## [What needs to be done]
Write out, exactly as they stand, the line containing "the green foliage" and all subsequent lines up to and including the final line of the records.

## [Records shown]
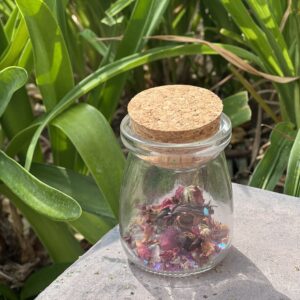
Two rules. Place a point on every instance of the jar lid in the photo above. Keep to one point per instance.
(175, 113)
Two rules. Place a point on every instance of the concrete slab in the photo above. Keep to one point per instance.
(263, 264)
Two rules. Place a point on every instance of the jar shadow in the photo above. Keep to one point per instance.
(237, 277)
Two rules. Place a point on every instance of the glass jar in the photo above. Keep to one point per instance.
(176, 202)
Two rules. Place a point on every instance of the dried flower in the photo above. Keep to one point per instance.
(178, 233)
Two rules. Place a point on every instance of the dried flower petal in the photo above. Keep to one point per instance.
(168, 239)
(177, 233)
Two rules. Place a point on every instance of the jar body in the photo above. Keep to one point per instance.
(176, 221)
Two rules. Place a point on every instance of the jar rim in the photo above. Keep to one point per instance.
(134, 142)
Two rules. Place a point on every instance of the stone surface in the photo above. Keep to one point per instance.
(264, 262)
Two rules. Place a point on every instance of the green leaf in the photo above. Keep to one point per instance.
(109, 71)
(7, 293)
(91, 37)
(113, 10)
(237, 109)
(3, 39)
(53, 68)
(15, 47)
(40, 279)
(253, 34)
(292, 181)
(269, 170)
(92, 227)
(95, 142)
(80, 187)
(52, 64)
(55, 236)
(97, 217)
(11, 79)
(37, 195)
(141, 20)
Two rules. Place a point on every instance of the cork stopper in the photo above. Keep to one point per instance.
(175, 113)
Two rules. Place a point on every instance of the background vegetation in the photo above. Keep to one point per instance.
(67, 70)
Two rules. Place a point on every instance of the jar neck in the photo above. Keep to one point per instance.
(177, 155)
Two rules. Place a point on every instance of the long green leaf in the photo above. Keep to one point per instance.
(109, 71)
(11, 79)
(55, 236)
(92, 227)
(268, 23)
(39, 280)
(3, 39)
(80, 187)
(255, 36)
(237, 109)
(96, 144)
(52, 64)
(269, 170)
(16, 46)
(292, 182)
(37, 195)
(97, 217)
(53, 68)
(143, 19)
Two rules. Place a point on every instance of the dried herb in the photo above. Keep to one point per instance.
(178, 233)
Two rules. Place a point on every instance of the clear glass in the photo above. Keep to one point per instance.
(176, 203)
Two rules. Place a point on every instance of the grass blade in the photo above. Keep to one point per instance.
(109, 71)
(15, 47)
(96, 144)
(11, 79)
(80, 187)
(55, 236)
(237, 109)
(269, 170)
(37, 195)
(292, 182)
(52, 64)
(253, 34)
(141, 20)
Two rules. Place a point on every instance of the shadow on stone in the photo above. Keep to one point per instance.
(235, 278)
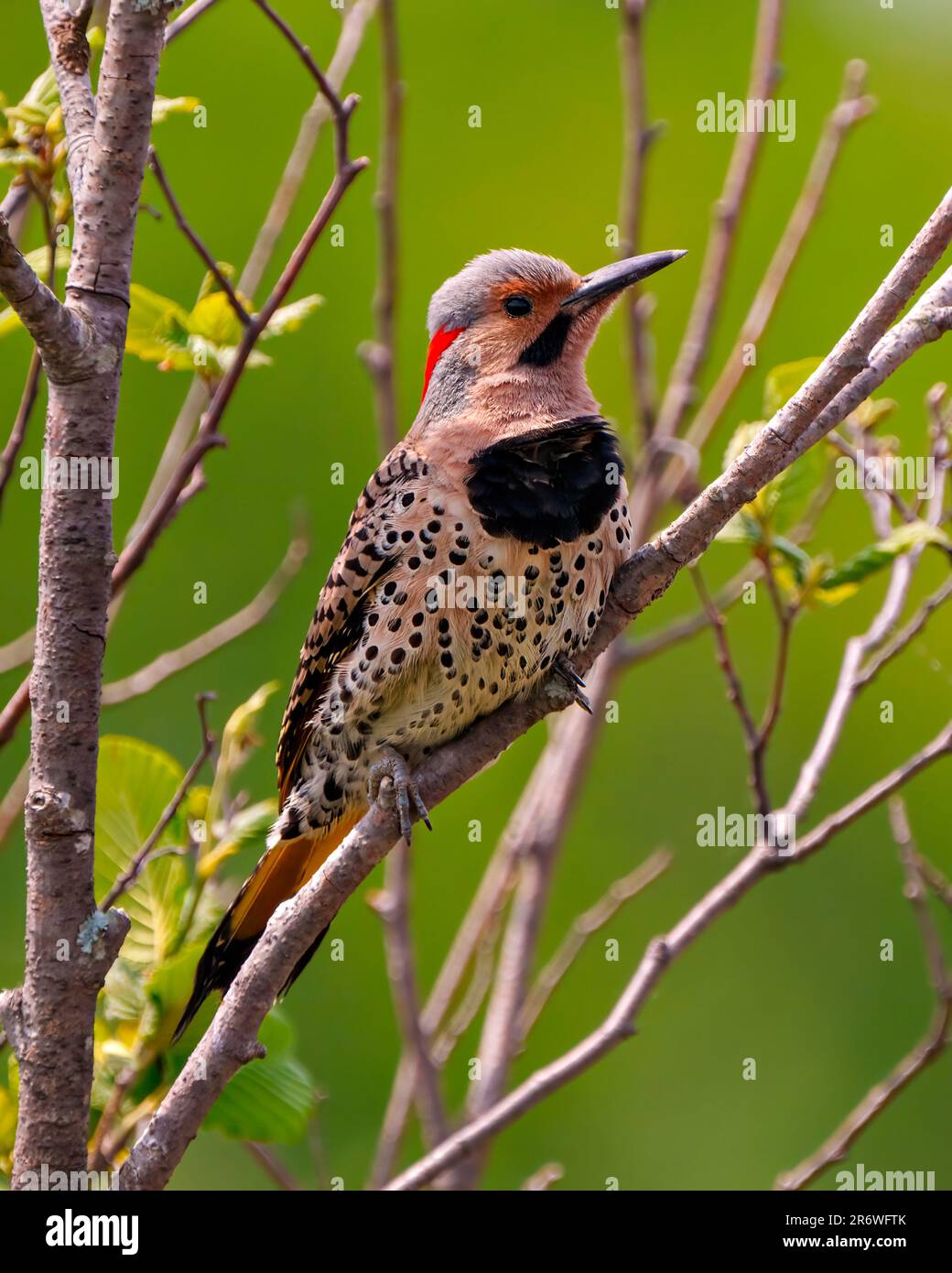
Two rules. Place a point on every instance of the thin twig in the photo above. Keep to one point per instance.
(851, 107)
(183, 22)
(31, 388)
(734, 691)
(273, 1166)
(638, 139)
(378, 355)
(926, 1050)
(620, 1022)
(211, 263)
(394, 908)
(724, 222)
(222, 634)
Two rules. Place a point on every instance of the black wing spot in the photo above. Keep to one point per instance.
(550, 485)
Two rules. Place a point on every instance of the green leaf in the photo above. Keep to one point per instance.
(873, 558)
(290, 317)
(782, 382)
(271, 1100)
(135, 784)
(742, 528)
(214, 319)
(166, 106)
(247, 826)
(156, 325)
(795, 558)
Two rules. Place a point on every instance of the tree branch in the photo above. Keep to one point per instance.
(81, 343)
(724, 221)
(211, 263)
(620, 1022)
(229, 1040)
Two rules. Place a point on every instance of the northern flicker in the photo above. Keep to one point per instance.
(476, 563)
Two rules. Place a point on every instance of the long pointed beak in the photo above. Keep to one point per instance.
(613, 277)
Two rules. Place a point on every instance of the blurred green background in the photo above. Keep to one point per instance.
(793, 976)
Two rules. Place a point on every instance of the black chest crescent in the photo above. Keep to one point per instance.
(550, 485)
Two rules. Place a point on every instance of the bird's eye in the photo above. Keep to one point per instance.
(517, 306)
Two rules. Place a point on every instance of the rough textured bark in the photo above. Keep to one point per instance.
(69, 946)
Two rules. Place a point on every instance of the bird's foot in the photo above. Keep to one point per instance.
(401, 787)
(566, 684)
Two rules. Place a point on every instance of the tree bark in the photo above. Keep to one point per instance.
(69, 943)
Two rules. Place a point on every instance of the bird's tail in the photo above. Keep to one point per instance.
(283, 870)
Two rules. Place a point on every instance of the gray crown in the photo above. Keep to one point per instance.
(462, 299)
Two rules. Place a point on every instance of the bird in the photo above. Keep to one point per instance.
(478, 561)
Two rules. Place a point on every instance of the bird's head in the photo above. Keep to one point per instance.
(509, 335)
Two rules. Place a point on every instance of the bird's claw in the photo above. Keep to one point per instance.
(404, 789)
(566, 682)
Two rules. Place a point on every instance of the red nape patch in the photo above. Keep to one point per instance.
(440, 343)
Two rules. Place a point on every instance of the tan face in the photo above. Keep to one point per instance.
(525, 326)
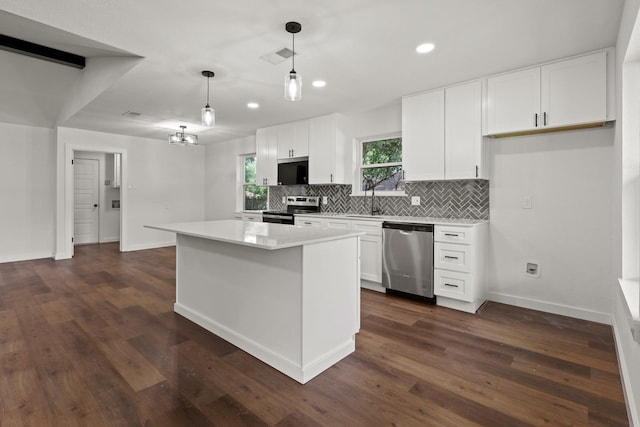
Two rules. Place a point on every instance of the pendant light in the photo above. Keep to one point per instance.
(208, 113)
(293, 80)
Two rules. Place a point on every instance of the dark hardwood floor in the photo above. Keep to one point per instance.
(93, 341)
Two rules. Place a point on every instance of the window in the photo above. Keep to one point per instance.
(255, 196)
(381, 165)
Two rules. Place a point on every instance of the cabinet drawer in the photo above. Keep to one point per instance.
(448, 234)
(372, 228)
(338, 223)
(450, 256)
(309, 222)
(452, 284)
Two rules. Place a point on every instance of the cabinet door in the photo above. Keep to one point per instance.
(423, 136)
(463, 132)
(293, 140)
(575, 91)
(327, 145)
(513, 102)
(266, 163)
(371, 258)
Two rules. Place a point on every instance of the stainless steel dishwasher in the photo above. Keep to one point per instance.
(407, 258)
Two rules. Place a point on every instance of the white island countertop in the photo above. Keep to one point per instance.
(256, 234)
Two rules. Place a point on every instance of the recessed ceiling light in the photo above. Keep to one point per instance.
(425, 48)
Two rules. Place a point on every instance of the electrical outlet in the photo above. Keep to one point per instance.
(532, 268)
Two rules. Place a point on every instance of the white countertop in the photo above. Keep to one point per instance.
(412, 219)
(256, 234)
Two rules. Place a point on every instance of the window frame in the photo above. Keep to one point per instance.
(358, 166)
(242, 184)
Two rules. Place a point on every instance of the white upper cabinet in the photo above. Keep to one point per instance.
(423, 136)
(575, 91)
(327, 145)
(513, 101)
(463, 132)
(266, 152)
(293, 139)
(561, 94)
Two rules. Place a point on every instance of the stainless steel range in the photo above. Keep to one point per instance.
(295, 204)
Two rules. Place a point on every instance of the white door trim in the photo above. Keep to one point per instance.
(64, 211)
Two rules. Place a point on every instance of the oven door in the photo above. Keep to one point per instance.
(277, 218)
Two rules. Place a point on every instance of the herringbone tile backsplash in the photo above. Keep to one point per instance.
(467, 199)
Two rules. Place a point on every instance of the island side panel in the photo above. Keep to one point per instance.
(330, 303)
(248, 296)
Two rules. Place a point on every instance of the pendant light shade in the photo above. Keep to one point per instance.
(293, 80)
(208, 113)
(293, 86)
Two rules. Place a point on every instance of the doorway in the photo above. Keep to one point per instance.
(96, 202)
(86, 201)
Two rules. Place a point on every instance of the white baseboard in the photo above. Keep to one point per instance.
(144, 246)
(26, 257)
(110, 239)
(547, 307)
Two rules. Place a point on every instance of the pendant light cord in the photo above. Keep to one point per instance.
(293, 56)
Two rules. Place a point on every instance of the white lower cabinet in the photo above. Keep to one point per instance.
(370, 243)
(309, 222)
(460, 273)
(370, 250)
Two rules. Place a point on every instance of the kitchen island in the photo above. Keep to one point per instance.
(285, 294)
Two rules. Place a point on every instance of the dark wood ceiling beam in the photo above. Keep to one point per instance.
(39, 51)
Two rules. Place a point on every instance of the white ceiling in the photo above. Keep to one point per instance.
(364, 49)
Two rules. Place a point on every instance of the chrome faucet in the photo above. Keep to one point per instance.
(374, 210)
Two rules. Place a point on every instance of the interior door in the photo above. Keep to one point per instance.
(86, 200)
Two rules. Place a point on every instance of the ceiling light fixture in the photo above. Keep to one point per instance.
(425, 48)
(208, 113)
(293, 81)
(182, 138)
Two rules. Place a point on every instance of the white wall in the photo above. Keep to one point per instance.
(161, 183)
(27, 190)
(568, 229)
(221, 170)
(109, 218)
(626, 196)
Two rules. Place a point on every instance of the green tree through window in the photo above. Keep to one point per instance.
(255, 196)
(381, 166)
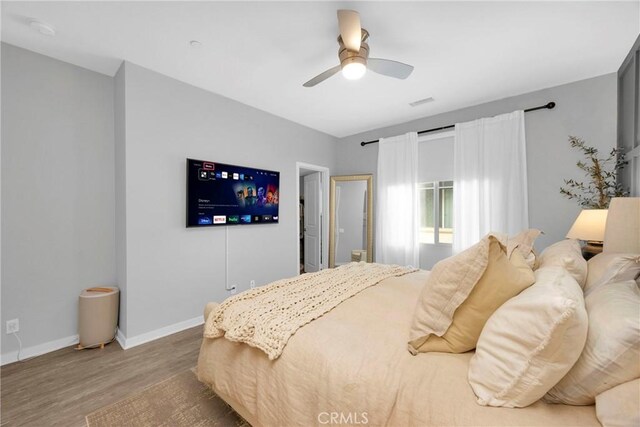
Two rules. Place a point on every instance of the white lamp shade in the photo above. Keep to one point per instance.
(589, 225)
(623, 226)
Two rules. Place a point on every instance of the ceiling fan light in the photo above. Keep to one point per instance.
(354, 70)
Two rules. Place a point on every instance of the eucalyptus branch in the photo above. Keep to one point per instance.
(602, 174)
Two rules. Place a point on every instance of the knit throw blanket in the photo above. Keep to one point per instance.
(266, 317)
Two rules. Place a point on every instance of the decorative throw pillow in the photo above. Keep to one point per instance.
(610, 267)
(611, 355)
(620, 406)
(568, 255)
(530, 342)
(501, 280)
(449, 284)
(523, 242)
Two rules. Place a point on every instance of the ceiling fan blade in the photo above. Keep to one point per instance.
(322, 76)
(350, 29)
(389, 68)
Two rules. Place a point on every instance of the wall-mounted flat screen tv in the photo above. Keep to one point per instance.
(219, 194)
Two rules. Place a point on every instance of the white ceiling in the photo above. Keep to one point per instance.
(260, 53)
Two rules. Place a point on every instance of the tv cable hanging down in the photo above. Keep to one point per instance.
(231, 289)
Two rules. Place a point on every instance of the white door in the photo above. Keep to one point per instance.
(312, 222)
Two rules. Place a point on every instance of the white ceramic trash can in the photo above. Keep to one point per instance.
(98, 316)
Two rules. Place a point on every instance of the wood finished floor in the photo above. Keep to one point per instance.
(62, 387)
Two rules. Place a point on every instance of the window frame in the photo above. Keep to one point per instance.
(437, 212)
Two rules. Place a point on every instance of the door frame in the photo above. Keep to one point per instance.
(324, 211)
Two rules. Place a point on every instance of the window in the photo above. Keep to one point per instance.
(436, 212)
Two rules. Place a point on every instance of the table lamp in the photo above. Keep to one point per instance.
(590, 226)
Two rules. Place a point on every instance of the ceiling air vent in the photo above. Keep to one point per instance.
(421, 101)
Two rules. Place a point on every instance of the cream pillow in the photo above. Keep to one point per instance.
(530, 342)
(523, 242)
(502, 280)
(610, 267)
(568, 255)
(620, 406)
(611, 355)
(449, 284)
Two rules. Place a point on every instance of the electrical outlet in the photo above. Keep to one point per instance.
(13, 325)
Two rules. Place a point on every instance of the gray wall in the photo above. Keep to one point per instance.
(120, 134)
(57, 193)
(171, 271)
(585, 108)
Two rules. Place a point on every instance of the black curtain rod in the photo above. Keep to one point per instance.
(548, 106)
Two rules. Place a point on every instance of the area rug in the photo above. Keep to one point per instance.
(180, 400)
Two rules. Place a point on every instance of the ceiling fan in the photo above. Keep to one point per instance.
(354, 54)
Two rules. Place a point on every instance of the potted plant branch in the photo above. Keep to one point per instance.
(602, 184)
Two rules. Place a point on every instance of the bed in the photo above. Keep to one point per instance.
(351, 366)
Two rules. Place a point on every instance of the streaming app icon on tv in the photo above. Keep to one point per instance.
(223, 195)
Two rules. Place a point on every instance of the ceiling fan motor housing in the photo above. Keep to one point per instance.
(347, 56)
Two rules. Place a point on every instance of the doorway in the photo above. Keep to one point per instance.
(313, 218)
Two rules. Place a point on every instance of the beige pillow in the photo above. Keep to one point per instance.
(608, 267)
(449, 284)
(620, 406)
(530, 342)
(522, 241)
(501, 280)
(568, 255)
(611, 355)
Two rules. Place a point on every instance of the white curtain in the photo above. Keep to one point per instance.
(490, 178)
(397, 240)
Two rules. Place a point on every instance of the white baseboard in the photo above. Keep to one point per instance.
(127, 343)
(40, 349)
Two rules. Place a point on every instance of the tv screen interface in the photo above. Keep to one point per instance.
(220, 194)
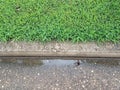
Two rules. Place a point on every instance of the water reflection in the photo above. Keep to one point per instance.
(27, 62)
(106, 62)
(59, 62)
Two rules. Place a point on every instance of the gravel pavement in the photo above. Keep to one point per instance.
(87, 76)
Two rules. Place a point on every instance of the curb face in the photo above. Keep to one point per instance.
(55, 49)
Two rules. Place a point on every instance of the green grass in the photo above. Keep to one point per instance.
(60, 20)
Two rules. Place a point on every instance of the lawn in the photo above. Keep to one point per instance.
(60, 20)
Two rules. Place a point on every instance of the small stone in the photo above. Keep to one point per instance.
(38, 74)
(57, 84)
(83, 86)
(92, 71)
(24, 78)
(2, 86)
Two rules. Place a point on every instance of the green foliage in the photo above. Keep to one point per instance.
(60, 20)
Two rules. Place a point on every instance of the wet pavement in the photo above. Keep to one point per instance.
(59, 75)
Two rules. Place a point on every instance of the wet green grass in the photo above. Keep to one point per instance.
(60, 20)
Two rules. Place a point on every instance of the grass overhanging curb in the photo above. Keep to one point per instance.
(60, 20)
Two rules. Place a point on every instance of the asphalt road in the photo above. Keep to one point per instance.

## [Solution to the exercise]
Two rules. Place a point on every instance of the green foliage in the photo above. Keep to one point per instance.
(60, 20)
Two rules. Place a point on every instance of the wet pavement in the photo above. Keep to one point per instance.
(59, 75)
Two rules. Place a point on every instance of the wet green grass in the photo above. Keep to one point per instance.
(60, 20)
Two rules. Place a point on every instance of the grass overhanging curb in the photo above. Keep to one point per instance.
(60, 20)
Two rules. Place a point on every instance of the asphalt road in the photo above. Keep to one point per instance.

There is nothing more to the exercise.